*Work instruction*: Starting with the line that contains "In this exercise you will label the ocean", write out each line through the end of the listing, unchanged. Output nothing else.
---------- Given data ----------
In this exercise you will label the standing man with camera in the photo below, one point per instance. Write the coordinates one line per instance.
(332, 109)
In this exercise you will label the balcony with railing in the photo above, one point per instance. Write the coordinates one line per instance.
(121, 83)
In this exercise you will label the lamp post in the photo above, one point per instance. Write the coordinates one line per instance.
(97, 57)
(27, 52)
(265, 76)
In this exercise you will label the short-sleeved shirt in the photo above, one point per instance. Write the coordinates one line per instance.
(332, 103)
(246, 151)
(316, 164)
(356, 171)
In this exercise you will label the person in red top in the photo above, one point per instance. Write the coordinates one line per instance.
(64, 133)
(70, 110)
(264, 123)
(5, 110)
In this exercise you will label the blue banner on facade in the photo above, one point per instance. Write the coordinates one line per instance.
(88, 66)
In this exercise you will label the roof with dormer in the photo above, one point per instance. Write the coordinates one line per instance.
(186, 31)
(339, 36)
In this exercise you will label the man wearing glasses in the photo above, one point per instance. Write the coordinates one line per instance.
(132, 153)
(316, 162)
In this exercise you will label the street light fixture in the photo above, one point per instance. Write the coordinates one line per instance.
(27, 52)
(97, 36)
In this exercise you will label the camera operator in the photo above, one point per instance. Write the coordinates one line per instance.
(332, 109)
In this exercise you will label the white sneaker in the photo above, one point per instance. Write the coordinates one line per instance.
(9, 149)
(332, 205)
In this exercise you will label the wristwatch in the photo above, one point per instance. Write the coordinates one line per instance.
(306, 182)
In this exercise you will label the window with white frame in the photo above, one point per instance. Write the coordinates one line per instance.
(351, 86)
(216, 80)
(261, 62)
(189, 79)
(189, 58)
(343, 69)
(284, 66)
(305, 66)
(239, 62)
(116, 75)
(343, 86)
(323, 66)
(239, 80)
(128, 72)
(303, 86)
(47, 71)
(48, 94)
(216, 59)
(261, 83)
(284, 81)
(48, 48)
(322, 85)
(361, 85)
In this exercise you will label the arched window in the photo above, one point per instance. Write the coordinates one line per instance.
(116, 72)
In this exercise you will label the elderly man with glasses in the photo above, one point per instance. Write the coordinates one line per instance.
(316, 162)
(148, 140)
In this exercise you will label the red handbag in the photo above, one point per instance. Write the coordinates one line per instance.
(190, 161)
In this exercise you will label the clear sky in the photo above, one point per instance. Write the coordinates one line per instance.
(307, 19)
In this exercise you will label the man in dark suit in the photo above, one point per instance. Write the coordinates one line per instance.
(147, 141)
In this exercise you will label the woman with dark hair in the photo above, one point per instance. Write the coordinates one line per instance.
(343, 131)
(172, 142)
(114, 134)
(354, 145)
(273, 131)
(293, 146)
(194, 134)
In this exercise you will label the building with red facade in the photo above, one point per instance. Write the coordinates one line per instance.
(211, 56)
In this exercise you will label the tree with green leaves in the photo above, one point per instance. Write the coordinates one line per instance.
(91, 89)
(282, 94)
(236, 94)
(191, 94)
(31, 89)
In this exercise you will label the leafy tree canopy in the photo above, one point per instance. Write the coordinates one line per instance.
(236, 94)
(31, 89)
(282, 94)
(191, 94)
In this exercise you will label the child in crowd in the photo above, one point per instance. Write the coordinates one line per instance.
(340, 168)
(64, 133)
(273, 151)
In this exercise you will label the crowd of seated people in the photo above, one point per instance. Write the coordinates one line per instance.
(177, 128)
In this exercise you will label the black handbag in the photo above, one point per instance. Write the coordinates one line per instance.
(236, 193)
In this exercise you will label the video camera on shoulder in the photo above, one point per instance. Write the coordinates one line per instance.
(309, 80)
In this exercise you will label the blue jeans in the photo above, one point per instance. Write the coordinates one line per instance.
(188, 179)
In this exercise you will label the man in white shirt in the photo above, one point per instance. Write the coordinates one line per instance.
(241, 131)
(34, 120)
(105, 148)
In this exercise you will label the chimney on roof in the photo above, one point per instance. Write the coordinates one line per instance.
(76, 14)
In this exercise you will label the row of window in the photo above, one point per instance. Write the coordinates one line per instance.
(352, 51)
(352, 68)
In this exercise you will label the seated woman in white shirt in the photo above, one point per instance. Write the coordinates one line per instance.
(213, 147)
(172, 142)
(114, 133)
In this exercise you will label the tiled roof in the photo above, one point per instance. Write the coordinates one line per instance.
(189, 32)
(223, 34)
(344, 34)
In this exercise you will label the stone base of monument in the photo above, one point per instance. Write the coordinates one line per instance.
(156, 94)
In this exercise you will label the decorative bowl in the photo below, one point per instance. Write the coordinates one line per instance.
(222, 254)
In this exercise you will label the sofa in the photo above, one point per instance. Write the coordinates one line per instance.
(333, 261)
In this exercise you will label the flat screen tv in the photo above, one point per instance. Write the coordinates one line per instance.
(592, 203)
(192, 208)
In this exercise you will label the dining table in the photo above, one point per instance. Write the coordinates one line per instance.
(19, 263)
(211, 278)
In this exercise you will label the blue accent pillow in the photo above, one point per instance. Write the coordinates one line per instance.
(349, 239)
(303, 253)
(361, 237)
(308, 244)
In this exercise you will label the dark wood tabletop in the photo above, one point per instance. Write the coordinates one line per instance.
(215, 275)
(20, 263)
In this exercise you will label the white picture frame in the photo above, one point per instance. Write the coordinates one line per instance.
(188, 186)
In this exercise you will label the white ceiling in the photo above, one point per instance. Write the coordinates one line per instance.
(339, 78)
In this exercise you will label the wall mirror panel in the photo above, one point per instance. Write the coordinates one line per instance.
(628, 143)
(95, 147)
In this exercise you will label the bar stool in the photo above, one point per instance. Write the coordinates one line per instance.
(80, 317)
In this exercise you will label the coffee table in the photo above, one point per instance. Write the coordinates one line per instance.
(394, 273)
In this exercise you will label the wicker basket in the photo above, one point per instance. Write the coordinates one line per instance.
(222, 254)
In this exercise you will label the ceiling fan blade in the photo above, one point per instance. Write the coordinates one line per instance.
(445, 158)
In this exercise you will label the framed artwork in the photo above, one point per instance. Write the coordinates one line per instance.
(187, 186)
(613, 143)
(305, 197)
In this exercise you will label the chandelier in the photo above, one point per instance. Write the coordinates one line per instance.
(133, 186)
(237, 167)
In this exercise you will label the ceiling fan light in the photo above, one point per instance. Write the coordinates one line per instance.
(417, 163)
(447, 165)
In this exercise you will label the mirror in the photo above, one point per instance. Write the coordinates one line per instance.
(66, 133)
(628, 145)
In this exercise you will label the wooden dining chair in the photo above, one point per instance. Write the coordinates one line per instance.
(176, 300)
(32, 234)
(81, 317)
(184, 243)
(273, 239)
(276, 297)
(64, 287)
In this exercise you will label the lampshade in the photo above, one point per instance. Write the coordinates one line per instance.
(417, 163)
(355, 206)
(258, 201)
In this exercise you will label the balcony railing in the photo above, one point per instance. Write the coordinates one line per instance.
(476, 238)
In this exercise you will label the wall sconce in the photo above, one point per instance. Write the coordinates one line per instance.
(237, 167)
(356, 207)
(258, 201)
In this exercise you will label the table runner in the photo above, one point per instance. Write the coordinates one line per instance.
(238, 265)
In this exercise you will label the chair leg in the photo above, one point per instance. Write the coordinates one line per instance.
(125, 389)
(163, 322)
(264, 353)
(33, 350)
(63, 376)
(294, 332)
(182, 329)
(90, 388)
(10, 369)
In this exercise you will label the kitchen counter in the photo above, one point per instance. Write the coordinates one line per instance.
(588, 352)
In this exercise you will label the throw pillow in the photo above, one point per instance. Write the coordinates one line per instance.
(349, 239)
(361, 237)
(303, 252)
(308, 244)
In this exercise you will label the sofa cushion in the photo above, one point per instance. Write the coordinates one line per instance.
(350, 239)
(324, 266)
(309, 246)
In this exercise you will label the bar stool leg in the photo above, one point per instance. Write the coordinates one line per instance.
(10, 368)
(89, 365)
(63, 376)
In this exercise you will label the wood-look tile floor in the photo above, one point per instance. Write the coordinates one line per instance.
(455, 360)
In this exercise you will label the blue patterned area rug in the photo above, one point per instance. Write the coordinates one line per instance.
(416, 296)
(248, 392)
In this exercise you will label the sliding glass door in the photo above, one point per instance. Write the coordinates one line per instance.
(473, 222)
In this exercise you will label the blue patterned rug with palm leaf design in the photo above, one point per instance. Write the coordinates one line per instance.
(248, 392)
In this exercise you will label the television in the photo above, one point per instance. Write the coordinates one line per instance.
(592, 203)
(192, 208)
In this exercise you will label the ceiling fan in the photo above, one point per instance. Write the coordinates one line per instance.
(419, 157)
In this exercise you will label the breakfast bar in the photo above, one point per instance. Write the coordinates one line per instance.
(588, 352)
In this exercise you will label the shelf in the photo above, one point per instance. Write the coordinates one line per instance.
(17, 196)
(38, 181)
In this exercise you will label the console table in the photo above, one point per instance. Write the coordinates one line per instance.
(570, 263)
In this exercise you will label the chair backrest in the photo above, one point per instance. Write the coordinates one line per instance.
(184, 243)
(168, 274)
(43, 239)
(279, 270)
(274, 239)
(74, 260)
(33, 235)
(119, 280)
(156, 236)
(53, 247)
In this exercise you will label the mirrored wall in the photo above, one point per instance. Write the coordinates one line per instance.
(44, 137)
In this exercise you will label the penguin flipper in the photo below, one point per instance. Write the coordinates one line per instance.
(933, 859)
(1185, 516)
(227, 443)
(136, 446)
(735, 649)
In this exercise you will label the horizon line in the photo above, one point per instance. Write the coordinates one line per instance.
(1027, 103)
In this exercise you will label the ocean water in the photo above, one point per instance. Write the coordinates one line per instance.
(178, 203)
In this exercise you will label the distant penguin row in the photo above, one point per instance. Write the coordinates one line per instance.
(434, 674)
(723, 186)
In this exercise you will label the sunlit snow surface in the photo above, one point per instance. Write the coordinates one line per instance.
----------
*Answer to the exercise*:
In this exercise you will label the ocean water in the photo above, one point per instance. Write the coordinates one line per instance.
(178, 203)
In this exercise you will label the distant penguin row in the photo above, one point per instance. Write the coordinates one line per instance.
(434, 674)
(723, 186)
In this exercise you will label the sunlit snow surface in the photo above, one point per instance. Write the coordinates one line per instance.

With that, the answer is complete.